SET PROBLEM
Convert all of the items below into a JSON list of strings, one string per line, with blank lines omitted. Leave the pictures out of the list.

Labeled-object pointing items
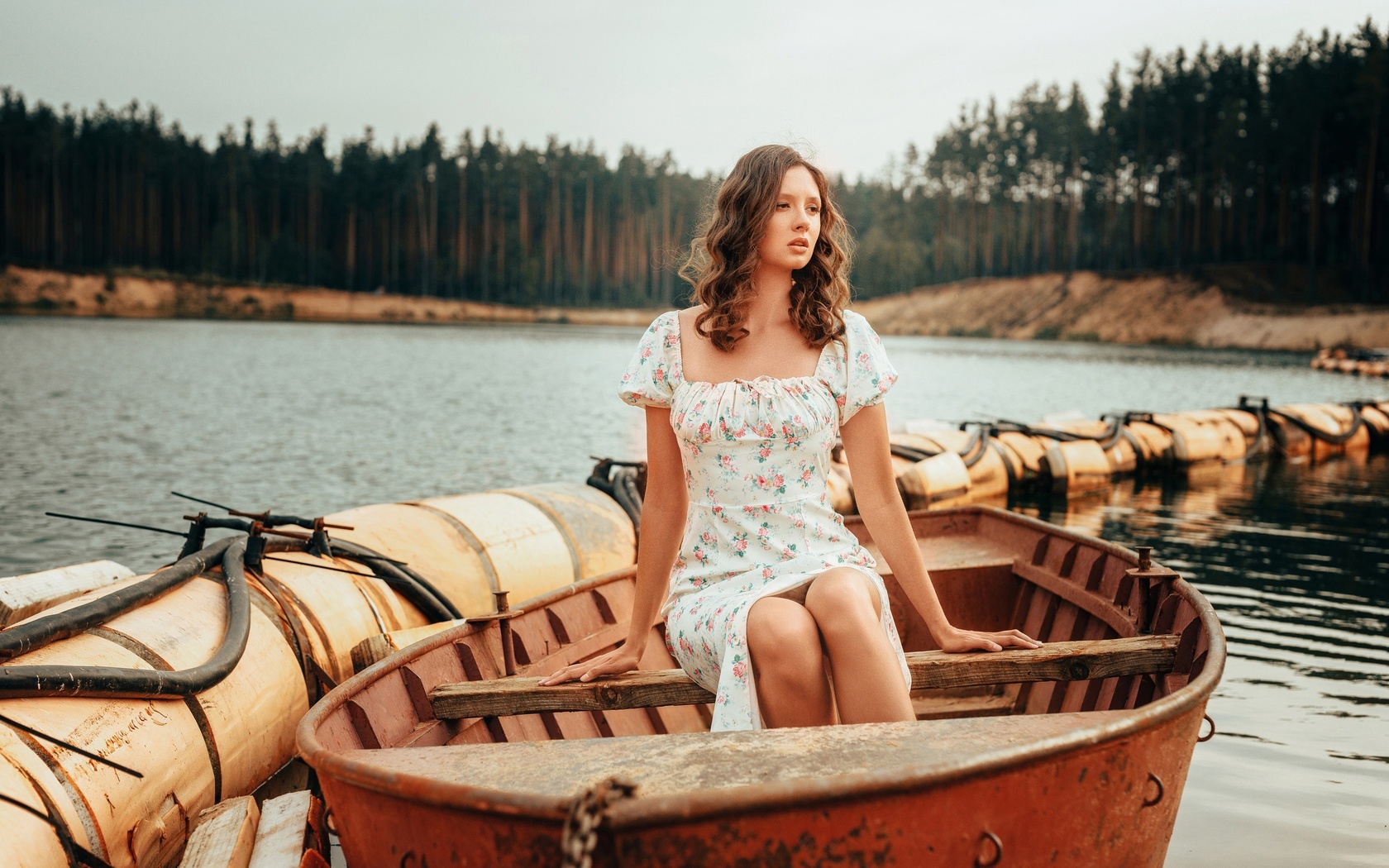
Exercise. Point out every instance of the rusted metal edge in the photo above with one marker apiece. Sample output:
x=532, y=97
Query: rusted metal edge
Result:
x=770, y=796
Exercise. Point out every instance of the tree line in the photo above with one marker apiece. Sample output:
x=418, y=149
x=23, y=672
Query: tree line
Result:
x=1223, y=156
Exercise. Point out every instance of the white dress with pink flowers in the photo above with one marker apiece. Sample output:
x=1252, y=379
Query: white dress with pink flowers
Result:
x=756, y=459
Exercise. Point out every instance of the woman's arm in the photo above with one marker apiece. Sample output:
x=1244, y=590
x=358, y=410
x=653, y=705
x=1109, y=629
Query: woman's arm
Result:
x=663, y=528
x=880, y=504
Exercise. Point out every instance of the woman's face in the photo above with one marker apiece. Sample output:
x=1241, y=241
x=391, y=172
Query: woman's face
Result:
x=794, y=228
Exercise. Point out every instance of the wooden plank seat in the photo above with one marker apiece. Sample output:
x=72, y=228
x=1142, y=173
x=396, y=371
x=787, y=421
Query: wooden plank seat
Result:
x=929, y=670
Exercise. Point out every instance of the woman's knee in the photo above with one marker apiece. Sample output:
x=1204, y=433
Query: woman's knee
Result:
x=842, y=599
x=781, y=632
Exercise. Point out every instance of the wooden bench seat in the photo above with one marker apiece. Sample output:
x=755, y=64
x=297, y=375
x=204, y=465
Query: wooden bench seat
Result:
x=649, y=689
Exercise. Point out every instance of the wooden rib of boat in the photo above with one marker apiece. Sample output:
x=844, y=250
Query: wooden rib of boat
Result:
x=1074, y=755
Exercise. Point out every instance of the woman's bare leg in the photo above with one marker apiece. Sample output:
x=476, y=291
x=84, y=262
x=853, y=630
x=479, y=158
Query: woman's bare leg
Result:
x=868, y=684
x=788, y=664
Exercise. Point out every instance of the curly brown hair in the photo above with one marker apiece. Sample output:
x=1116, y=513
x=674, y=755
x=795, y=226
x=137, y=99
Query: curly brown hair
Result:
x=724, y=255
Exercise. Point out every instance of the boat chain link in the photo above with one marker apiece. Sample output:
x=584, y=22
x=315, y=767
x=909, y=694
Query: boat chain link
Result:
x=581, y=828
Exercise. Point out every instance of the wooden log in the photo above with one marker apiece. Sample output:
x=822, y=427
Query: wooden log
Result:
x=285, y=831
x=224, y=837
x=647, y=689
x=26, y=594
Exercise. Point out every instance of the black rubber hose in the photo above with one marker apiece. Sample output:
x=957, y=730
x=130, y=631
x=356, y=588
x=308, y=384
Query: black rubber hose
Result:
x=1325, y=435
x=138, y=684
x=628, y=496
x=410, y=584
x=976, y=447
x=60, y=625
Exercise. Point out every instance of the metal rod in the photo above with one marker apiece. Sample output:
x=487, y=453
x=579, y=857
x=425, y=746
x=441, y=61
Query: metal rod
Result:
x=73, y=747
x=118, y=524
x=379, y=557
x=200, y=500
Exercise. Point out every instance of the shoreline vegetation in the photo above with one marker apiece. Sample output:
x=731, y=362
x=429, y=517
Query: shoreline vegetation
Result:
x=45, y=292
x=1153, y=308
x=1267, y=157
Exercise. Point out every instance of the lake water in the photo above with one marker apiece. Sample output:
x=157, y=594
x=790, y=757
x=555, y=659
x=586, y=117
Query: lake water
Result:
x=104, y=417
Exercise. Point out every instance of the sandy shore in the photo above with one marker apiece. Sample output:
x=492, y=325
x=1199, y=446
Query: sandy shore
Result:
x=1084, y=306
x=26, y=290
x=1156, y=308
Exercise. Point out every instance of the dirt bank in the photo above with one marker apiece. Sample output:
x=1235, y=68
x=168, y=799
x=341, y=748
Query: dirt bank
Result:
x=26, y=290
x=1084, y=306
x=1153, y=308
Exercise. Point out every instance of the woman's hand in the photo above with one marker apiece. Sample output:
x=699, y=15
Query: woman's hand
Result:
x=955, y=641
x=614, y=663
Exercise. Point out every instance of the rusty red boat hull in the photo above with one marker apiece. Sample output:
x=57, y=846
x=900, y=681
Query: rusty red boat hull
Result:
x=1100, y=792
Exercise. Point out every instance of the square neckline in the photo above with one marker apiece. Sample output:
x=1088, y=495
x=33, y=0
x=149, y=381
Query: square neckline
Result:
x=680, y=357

TASK ANSWER
[
  "Exercise. Point out every instance of the rusted metal edge in the photo above with one marker apiece. Sample output:",
  "x=532, y=97",
  "Query: rusted metal edge",
  "Result:",
  "x=770, y=796",
  "Exercise. Point out every instance of the tree line in the photo above with one marker apiece. Sample output:",
  "x=418, y=149",
  "x=23, y=672",
  "Query: tree line",
  "Result:",
  "x=1223, y=156",
  "Exercise. Point out every instance of the white dress with pink flowers in the photo above with one marker apiece. Sample output:",
  "x=1252, y=379",
  "Query: white dress with pink flowers",
  "Result:",
  "x=756, y=459",
  "Exercise. Point out every instance of the woman's arm in the photo above with one marker apiece. Sample output:",
  "x=1244, y=590",
  "x=358, y=410",
  "x=653, y=705",
  "x=1109, y=629",
  "Query: woman's arm",
  "Result:",
  "x=663, y=528",
  "x=880, y=504",
  "Exercise. Point out every instance of the woman's face in the photo above with one marker apiece. Sample output:",
  "x=1241, y=241",
  "x=391, y=172",
  "Query: woman's face",
  "Result:",
  "x=794, y=228",
  "Exercise. Point out every instance of the wooden plank seat in the photo above with one marker apiece. Sample output:",
  "x=72, y=228",
  "x=1142, y=173",
  "x=396, y=371",
  "x=787, y=421",
  "Query: wooden plank seat",
  "Result:",
  "x=929, y=670",
  "Exercise. Point out every instance of the woman's knee in the photo above with one marker apiece. Sample output:",
  "x=1204, y=433",
  "Query: woman's knee",
  "Result:",
  "x=842, y=599",
  "x=781, y=632",
  "Exercise. Point out every instance of the wooden bench seat in the photo above with one marker apiece. Sample output:",
  "x=755, y=64",
  "x=297, y=375",
  "x=204, y=465",
  "Query: wooden bench seat",
  "Result:",
  "x=649, y=689",
  "Exercise. Point out every instance of the wooden rib of boat in the photo above with one marker apiece. Sample output:",
  "x=844, y=250",
  "Query: wooden rib of boat",
  "Result:",
  "x=1074, y=755",
  "Exercise. Point out every instance of the woman's bare leg in the photo above with one marker apiece. Sample output:",
  "x=476, y=291",
  "x=84, y=262",
  "x=853, y=630",
  "x=479, y=158",
  "Query: woman's bare leg",
  "Result:",
  "x=868, y=684",
  "x=788, y=664",
  "Exercise. Point out every instance of the curly brown hair in the photo above with one marker apiece. Sample output:",
  "x=1116, y=513",
  "x=674, y=755",
  "x=795, y=226",
  "x=137, y=99",
  "Query: curly brown hair",
  "Result:",
  "x=724, y=255",
  "Exercise. Point out every instance of the boat chain link in the photo above with one marker apiece. Sample output:",
  "x=584, y=22",
  "x=315, y=767",
  "x=909, y=694",
  "Query: boat chain link",
  "Result:",
  "x=581, y=828",
  "Exercise. Point out every instance of the wooden log in the photo above with one marker apiece. Sample output:",
  "x=822, y=427",
  "Query: wooden log",
  "Result:",
  "x=285, y=831",
  "x=224, y=837",
  "x=647, y=689",
  "x=26, y=594",
  "Exercise. Point out every instance of the black rubber hose in the photo above with one marker apiece. Sample output:",
  "x=957, y=730",
  "x=130, y=631",
  "x=356, y=588",
  "x=308, y=384",
  "Query: black rubber hose",
  "Result:",
  "x=1325, y=435",
  "x=138, y=684",
  "x=628, y=496",
  "x=410, y=584",
  "x=976, y=447",
  "x=60, y=625",
  "Exercise. Point out every instance of the metal rod in the photo above with one marker apiece. Sample output:",
  "x=487, y=453",
  "x=579, y=857",
  "x=425, y=746",
  "x=441, y=61",
  "Query: metal rod",
  "Result:",
  "x=73, y=747",
  "x=118, y=524",
  "x=379, y=557",
  "x=200, y=500",
  "Exercise. Point out every instance of the shoreline vegetation in the photo above with one marker apiece. Sample output:",
  "x=731, y=362",
  "x=429, y=517",
  "Query: shoreline vegetation",
  "Result:",
  "x=45, y=292",
  "x=1153, y=308",
  "x=1267, y=157",
  "Exercise. Point out every instance of the lake water in the photo above with one marker apiece. Sample output:",
  "x=157, y=594",
  "x=790, y=757",
  "x=555, y=659",
  "x=586, y=117",
  "Query: lake water",
  "Result:",
  "x=104, y=417",
  "Exercise. Point out every instance of the sandy shore in the photo above with one marker apiece. Sample output:",
  "x=492, y=325",
  "x=1199, y=446",
  "Query: sandy shore",
  "Result:",
  "x=1084, y=306",
  "x=26, y=290",
  "x=1156, y=308",
  "Exercise. Point out every instance of the dirt bank in the photo above with one marker apiece. Sample output:",
  "x=1235, y=68",
  "x=168, y=799",
  "x=341, y=748",
  "Query: dirt bank",
  "Result:",
  "x=26, y=290",
  "x=1084, y=306",
  "x=1153, y=308",
  "Exercise. Point out every instance of the woman's hand in the photo above with one marker apiece. Sample output:",
  "x=699, y=15",
  "Query: woman's hand",
  "Result:",
  "x=955, y=641",
  "x=614, y=663",
  "Exercise. Point out every instance of the rusty red boat hull in the photo above with one marker apiece. Sample output:",
  "x=57, y=846",
  "x=900, y=681",
  "Query: rusty red boat hull",
  "Result:",
  "x=1100, y=792",
  "Exercise. Point out every instance of the square neckline in the photo above with one marker apiece. Sample output:",
  "x=1088, y=495",
  "x=33, y=0",
  "x=149, y=381",
  "Query: square neckline",
  "Result:",
  "x=680, y=357"
]